Goal — Repeat the lines of the records below without any change, beginning at the line containing "target: pipe elbow joint" and ending after the line containing "62 22 L 77 22". Leave the pictures out of your answer.

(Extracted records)
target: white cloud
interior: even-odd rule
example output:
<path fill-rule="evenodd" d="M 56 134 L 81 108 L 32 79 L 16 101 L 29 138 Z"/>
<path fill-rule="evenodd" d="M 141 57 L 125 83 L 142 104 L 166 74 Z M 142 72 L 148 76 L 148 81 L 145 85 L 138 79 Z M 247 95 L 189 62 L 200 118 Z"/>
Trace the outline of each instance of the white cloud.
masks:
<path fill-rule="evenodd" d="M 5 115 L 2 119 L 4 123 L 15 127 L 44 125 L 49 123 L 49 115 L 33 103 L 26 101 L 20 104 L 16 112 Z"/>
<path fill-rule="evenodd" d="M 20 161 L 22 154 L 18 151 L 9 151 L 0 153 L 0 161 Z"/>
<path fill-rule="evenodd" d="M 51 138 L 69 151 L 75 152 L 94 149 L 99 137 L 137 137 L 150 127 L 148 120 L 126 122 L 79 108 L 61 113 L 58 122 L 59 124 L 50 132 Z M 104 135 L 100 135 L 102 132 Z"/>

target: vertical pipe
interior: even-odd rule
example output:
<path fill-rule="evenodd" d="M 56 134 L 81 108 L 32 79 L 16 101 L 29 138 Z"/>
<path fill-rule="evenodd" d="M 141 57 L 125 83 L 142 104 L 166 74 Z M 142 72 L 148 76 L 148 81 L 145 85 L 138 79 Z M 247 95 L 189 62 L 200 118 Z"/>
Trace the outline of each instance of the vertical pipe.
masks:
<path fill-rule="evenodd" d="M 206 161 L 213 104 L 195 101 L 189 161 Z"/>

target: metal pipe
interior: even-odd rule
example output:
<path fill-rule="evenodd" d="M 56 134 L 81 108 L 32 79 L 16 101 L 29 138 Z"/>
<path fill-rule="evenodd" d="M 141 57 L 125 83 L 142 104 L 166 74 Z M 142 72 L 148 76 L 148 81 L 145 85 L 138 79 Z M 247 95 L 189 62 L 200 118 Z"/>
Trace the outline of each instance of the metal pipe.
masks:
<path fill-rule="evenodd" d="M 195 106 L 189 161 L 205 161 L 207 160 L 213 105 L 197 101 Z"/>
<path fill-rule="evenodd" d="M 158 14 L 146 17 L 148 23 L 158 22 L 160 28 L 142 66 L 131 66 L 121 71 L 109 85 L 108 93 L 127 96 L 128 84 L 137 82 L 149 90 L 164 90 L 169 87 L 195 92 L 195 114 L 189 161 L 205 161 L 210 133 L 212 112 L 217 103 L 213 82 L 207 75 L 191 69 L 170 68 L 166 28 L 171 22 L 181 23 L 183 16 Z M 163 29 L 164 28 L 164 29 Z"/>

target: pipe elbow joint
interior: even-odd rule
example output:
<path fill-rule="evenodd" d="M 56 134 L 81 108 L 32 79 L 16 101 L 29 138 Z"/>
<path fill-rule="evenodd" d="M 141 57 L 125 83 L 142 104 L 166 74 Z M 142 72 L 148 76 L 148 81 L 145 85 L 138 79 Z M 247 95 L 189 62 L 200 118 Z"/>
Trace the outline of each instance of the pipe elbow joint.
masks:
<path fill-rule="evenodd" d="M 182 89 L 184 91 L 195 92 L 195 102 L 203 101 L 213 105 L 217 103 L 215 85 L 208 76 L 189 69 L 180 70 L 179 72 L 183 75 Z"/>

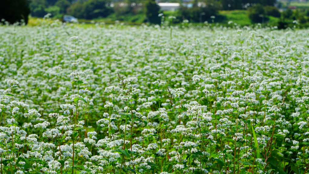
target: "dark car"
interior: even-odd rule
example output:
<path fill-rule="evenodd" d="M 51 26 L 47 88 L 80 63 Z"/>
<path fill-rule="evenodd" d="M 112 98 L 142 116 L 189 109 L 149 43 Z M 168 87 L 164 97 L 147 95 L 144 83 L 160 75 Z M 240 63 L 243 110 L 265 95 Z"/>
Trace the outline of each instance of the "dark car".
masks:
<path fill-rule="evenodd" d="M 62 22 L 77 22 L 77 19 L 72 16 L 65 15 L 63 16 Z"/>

* * *

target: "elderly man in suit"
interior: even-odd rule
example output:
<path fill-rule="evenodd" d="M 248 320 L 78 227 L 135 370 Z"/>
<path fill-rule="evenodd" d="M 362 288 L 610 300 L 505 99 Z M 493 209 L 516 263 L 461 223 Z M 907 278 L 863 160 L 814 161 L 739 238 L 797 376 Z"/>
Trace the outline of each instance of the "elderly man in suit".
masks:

Correct answer —
target: pipe elbow joint
interior: even-odd rule
example output:
<path fill-rule="evenodd" d="M 56 134 L 81 108 L 32 79 L 16 101 L 29 138 Z"/>
<path fill-rule="evenodd" d="M 141 57 L 125 83 L 142 104 L 166 74 Z M 142 72 L 148 76 L 148 81 L 145 85 L 138 79 Z M 247 95 L 189 62 L 200 118 Z"/>
Trace the outline of each instance of the pipe elbow joint.
masks:
<path fill-rule="evenodd" d="M 182 89 L 184 91 L 195 92 L 195 102 L 203 101 L 213 105 L 217 103 L 215 85 L 208 76 L 189 69 L 180 70 L 179 72 L 183 75 Z"/>

target: "dark car"
interior: even-odd rule
example output:
<path fill-rule="evenodd" d="M 51 26 L 47 88 L 80 63 Z"/>
<path fill-rule="evenodd" d="M 112 98 L 142 116 L 189 109 L 149 43 Z M 168 87 L 164 97 L 147 95 L 144 83 L 160 75 Z M 240 63 L 243 110 L 265 95 Z"/>
Trace the outline of each instance of the "dark car".
masks:
<path fill-rule="evenodd" d="M 62 22 L 77 22 L 77 19 L 72 16 L 65 15 L 63 16 Z"/>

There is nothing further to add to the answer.